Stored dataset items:

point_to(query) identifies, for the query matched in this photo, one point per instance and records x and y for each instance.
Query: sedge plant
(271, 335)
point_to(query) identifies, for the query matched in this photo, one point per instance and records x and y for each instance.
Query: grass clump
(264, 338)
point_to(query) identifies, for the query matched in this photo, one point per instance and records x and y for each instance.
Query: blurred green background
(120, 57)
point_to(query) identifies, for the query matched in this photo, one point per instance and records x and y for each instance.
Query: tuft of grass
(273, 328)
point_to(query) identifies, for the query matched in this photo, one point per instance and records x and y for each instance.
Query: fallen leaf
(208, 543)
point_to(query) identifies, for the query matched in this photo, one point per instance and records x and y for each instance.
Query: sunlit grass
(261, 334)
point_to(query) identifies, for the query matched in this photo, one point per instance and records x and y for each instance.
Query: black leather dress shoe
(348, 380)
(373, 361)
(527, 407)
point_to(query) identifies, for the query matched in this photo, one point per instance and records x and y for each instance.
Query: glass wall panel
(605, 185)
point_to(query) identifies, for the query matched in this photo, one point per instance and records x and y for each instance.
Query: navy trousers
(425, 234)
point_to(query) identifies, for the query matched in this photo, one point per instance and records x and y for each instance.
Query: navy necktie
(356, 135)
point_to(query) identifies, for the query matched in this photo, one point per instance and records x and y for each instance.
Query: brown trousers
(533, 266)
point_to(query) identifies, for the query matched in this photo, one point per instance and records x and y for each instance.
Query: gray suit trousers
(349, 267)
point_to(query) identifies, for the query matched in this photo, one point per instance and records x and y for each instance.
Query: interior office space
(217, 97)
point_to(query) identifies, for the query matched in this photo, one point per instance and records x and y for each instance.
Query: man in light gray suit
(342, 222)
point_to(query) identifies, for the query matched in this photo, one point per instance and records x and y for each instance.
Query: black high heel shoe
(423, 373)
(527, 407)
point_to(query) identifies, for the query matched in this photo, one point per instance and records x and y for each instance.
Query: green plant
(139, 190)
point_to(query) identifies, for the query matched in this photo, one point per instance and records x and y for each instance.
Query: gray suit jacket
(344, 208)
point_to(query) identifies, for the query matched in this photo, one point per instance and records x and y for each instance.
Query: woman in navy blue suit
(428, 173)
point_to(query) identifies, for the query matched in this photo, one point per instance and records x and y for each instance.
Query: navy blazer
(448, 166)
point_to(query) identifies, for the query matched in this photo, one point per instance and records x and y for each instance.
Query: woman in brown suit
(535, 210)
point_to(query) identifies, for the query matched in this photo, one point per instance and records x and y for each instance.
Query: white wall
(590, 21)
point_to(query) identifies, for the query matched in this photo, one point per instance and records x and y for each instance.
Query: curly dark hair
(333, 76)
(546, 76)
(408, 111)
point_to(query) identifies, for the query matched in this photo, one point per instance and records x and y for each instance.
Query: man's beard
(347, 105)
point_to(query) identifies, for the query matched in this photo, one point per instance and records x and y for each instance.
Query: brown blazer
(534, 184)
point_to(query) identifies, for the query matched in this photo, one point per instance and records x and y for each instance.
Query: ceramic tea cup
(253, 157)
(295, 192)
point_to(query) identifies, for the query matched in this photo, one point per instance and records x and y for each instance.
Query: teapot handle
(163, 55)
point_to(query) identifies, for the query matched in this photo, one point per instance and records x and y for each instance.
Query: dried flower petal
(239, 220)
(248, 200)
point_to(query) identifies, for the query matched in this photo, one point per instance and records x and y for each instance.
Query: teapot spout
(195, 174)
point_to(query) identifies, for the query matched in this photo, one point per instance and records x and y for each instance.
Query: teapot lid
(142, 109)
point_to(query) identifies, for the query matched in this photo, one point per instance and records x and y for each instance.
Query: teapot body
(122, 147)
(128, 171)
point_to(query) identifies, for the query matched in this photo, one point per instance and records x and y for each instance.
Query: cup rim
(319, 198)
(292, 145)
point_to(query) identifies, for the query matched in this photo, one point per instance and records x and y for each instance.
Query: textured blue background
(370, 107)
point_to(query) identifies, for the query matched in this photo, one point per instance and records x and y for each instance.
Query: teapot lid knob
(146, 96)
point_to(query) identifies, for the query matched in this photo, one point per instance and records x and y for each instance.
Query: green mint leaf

# Objective:
Return all of the entries exactly as written.

# Output for this exercise:
point_to(query) identifies, for the query matched in this photo, one point per instance and records x and y for each instance.
Query: sedge plant
(271, 335)
point_to(query) identifies, for the query matched in this photo, one point per instance and records x and y for each instance.
Query: grass clump
(264, 338)
point_to(query) identifies, for the query matched in this photo, one point per instance and records x and y for each instance.
Query: blurred green background
(120, 57)
point_to(query) identifies, for the query matched in this photo, one point per instance and records x and y for each instance.
Query: tuft of grass
(273, 328)
point_to(query) identifies, for the query matched in this photo, one point per instance and records x and y for each instance.
Query: fallen leaf
(208, 543)
point_to(query) identifies, for the query matched in this photo, one point per instance and records x and y for each instance.
Query: sunlit grass
(261, 334)
point_to(query) identifies, for the query matched in this photo, one point per instance and records x and y for each instance.
Query: black leather dress shoe
(348, 380)
(373, 361)
(527, 407)
point_to(query) identifies, for the query matched in this photo, one point per instance and records x and y for each instance.
Query: glass wall panel
(605, 185)
point_to(query) identifies, for the query matched in this photo, one point per instance and records x and y for each instance.
Query: navy trousers
(425, 234)
point_to(query) identifies, for the query matched in this photo, one point per instance and records x and y for each instance.
Query: navy necktie
(356, 135)
point_to(query) identifies, for the query matched in this photo, one point per instance and records x and y for each instance.
Query: brown trousers
(533, 266)
point_to(query) identifies, for the query matched in this photo, one point per instance and records x and y for each instance.
Query: gray suit trousers
(349, 267)
point_to(query) identifies, for the query matched in this photo, one point per instance and records x and y for each instance.
Query: interior office space
(217, 97)
point_to(query) identifies, for the query matched in this photo, one point per instance and records x and y for each instance.
Query: man in light gray suit
(342, 222)
point_to(query) identifies, for the query matched in this photo, one point per instance and records x and y for each instance.
Query: black high heel shoe
(423, 373)
(527, 407)
point_to(query) identifies, for the query matched in this photo, one point per instance and records x and y for each instance.
Query: green plant
(139, 190)
point_to(query) identifies, for the query matched in this photo, one point per instance and records x and y for each instance.
Query: gray suit jacket
(344, 208)
point_to(query) identifies, for the query matched in this photo, one point per instance and records x and y for each instance.
Query: woman in navy blue suit
(428, 173)
point_to(query) identifies, for the query matched in this photo, one point per instance and records x and y for each instance.
Query: navy blazer
(448, 166)
point_to(query) identifies, for the query matched in this photo, one point per instance and records x and y for each instance.
Query: woman in brown suit
(535, 210)
point_to(query) identifies, for the query matched in this photo, one point per instance and records x and y for each instance.
Query: white wall
(590, 21)
point_to(query) identifies, for the query matched in this photo, one point per instance and records x and y for each instance.
Query: curly dark hair
(333, 76)
(546, 76)
(408, 111)
point_to(query) identifies, for the query matched in this photo, one point per instance and records x and y for each instance.
Query: man's beard
(347, 105)
point_to(query) identifies, for the query matched in this photo, one point per instance and records x and y for each instance.
Query: brown blazer
(534, 184)
point_to(query) identifies, for the query matched in this photo, one point per instance and records x and y for each instance.
Query: ceramic tea cup
(253, 157)
(295, 192)
point_to(query) identifies, for the query matched in this photo, one point per instance and records x and y for each instance.
Query: teapot handle
(163, 55)
point_to(query) identifies, for the query matched in this photo, one point per instance and records x and y for each instance.
Query: dried flower petal
(239, 220)
(248, 200)
point_to(query) identifies, for the query matched in this photo, one point per instance and records x and y for each instance.
Query: teapot spout
(195, 174)
point_to(query) identifies, for the query matched in this photo, one point per instance and records x and y for each instance.
Query: teapot lid
(142, 109)
point_to(query) identifies, for the query matched in this photo, one point per instance and records x and y for each instance.
Query: teapot body
(122, 147)
(128, 171)
point_to(query) identifies, for the query matched in this photo, one point per instance and records x and y for each instance.
Query: cup rim
(319, 198)
(292, 145)
point_to(query) identifies, for the query matched in this photo, one point per instance and records x and y for each instance.
Query: textured blue background
(370, 107)
point_to(query) identifies, for the query matched in this photo, one point per instance and records x and y for each instance.
Query: teapot lid knob
(146, 96)
point_to(query) identifies, for the query matched in this photo, one point per instance and records x and y for each instance.
Query: green mint leaf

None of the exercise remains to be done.